Stored dataset items

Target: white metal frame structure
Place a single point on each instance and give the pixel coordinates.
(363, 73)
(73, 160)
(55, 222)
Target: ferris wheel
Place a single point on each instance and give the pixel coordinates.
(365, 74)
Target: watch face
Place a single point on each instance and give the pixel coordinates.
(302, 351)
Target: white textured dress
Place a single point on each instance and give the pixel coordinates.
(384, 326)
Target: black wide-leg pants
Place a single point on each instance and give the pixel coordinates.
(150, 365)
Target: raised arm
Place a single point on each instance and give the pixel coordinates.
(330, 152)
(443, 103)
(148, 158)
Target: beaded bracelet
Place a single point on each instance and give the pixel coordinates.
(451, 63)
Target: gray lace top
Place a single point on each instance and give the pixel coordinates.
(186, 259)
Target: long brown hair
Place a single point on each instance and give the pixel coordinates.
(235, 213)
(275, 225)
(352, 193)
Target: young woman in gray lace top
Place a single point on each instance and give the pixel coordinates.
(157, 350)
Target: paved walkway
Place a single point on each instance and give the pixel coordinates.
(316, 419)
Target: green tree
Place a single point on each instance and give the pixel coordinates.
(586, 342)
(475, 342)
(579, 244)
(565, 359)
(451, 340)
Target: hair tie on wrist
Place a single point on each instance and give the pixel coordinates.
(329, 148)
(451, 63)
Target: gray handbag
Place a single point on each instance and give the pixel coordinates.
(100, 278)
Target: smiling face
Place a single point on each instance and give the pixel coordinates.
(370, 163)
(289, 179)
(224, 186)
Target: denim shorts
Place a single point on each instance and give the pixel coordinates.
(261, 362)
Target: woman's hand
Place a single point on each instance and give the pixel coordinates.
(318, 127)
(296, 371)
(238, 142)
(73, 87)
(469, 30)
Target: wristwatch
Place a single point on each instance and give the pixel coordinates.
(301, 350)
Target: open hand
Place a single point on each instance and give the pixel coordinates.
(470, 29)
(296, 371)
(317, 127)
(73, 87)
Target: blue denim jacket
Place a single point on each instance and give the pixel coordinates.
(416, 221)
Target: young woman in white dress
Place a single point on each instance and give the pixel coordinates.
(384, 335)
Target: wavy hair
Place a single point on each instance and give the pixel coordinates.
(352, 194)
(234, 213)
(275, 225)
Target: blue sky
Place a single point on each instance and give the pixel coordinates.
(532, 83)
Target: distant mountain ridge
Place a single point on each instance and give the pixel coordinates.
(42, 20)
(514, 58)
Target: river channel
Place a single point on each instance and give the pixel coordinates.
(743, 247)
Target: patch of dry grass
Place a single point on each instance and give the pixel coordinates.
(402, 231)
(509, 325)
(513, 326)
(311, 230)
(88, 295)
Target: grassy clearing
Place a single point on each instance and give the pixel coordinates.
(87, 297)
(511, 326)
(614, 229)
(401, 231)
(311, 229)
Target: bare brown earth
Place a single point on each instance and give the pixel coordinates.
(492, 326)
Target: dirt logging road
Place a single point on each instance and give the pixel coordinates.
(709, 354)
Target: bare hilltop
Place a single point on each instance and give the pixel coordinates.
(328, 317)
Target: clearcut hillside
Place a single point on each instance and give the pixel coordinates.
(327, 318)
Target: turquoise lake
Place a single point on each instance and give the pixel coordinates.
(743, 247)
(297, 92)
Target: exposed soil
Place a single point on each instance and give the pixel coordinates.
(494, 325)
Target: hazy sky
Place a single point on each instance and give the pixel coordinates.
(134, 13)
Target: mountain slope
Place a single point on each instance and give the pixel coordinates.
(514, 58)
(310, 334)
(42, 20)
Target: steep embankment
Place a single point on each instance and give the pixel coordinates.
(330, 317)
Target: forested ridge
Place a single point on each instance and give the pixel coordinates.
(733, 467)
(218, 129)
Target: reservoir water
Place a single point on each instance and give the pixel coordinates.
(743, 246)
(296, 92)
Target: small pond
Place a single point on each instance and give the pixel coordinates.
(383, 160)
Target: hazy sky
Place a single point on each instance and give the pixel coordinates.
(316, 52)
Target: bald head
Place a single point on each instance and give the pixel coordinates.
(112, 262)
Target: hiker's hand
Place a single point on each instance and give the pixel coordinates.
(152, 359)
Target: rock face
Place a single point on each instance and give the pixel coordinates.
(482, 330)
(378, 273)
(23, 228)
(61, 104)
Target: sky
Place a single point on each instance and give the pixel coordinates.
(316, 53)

Work to do ▸
Copy every row above word for word, with nothing changed.

Exercise result ▸
Target: white metal frame structure
Place a single point on each instance and give the pixel coordinates.
(363, 73)
(73, 160)
(55, 222)
Target: ferris wheel
Place a single point on each instance and give the pixel coordinates.
(365, 74)
Target: watch face
Place a single point on each instance and give the pixel coordinates.
(302, 351)
Target: white textured dress
Place a single point on each instance and give the pixel coordinates.
(384, 326)
Target: black wide-leg pants
Place a single point on each instance and give the pixel coordinates.
(150, 365)
Target: raised arm
Place a single point on each instance and give the pixel coordinates.
(330, 152)
(443, 103)
(148, 158)
Target: beaded bracelet
Place a single point on each instance and give the pixel coordinates.
(451, 63)
Target: gray lace top
Place a single point on each instance and give the pixel coordinates.
(186, 259)
Target: long brown hair
Place a single point on each instance and give the pixel coordinates.
(235, 213)
(275, 225)
(352, 193)
Target: young woman in gray lace top
Place a single point on each instance and give the pixel coordinates.
(157, 350)
Target: paved walkway
Place a single point on each instance and give the pixel coordinates.
(316, 419)
Target: green tree
Place a single point on each instance and give the pixel coordinates.
(586, 342)
(475, 342)
(579, 244)
(565, 359)
(451, 340)
Target: hair tie on wrist
Place a single point on each instance and give the pixel coordinates.
(329, 148)
(451, 63)
Target: gray handbag
Place a single point on each instance and give the pixel coordinates.
(100, 278)
Target: smiling face
Place a single point on each instance and give the pixel coordinates.
(370, 163)
(289, 179)
(224, 186)
Target: denim shorts
Place a single point on each instance and give the pixel coordinates.
(261, 362)
Target: woman's hand
Place a single point on each instance and give the pixel coordinates.
(318, 127)
(296, 371)
(238, 142)
(73, 87)
(469, 30)
Target: wristwatch
Place a single point on each instance and give the pixel coordinates.
(301, 350)
Target: open hand
Place a single point on each instance and give the pixel coordinates.
(470, 29)
(296, 371)
(317, 127)
(73, 87)
Target: blue denim jacket
Place a single point on each instance and give the pixel coordinates.
(416, 221)
Target: young woman in white dress
Place a single point on each instance and give the pixel coordinates.
(384, 335)
Target: wavy hair
Place a single point on each instance and give the pixel coordinates.
(352, 194)
(234, 213)
(275, 225)
Target: blue sky
Place a single point on each instance and give the pixel coordinates.
(532, 83)
Target: distant mountain ridge
Place a single point on each instance and give the pixel coordinates.
(42, 20)
(514, 58)
Target: river channel
Place a single point on each instance and give the pixel coordinates.
(743, 247)
Target: patch of dry grass
Place a single point on each instance and give the pixel coordinates.
(402, 231)
(509, 325)
(513, 326)
(311, 230)
(88, 295)
Target: grassy clearing
Place a single point on each instance and give the pixel coordinates.
(87, 297)
(511, 326)
(614, 229)
(401, 231)
(311, 229)
Target: bare brown earth
Place a single point on each instance and give the pixel coordinates.
(492, 326)
Target: dirt logging road
Place a single point on each instance and give the pixel coordinates.
(709, 354)
Target: bare hilltop
Place a single point on each instance and give the pixel coordinates.
(328, 317)
Target: clearcut hillside
Place a single point on each instance and give the pixel coordinates.
(327, 318)
Target: turquoise lake
Place a single point on each instance and give the pixel coordinates.
(743, 247)
(297, 92)
Target: exposed soil
Place a single point on each instance and give the pixel coordinates.
(494, 325)
Target: hazy sky
Place a single point on each instance and give the pixel coordinates.
(134, 13)
Target: mountain slope
Place a single point on each instance and give the pixel coordinates.
(514, 58)
(310, 334)
(42, 20)
Target: steep embankment
Place a single point on each instance and give the pixel coordinates.
(330, 317)
Target: forested ridge
Place a single point on each instance and give the pixel coordinates.
(733, 467)
(218, 129)
Target: reservoir water
Place a single point on each instance and give the pixel coordinates.
(743, 246)
(296, 92)
Target: small pond
Place a single point on each instance and give the pixel coordinates.
(383, 160)
Target: hazy sky
Place a single point on each instance and give the pixel coordinates.
(316, 52)
Target: bald head
Place a single point on each instance and give the pixel coordinates.
(112, 262)
Target: hiker's hand
Place a single point on each instance and give the pixel coordinates.
(152, 359)
Target: rock face
Place a single point on each instance and give the pixel coordinates.
(482, 330)
(378, 273)
(23, 228)
(61, 104)
Target: sky
Place a single point on each instance and give the pixel coordinates.
(316, 53)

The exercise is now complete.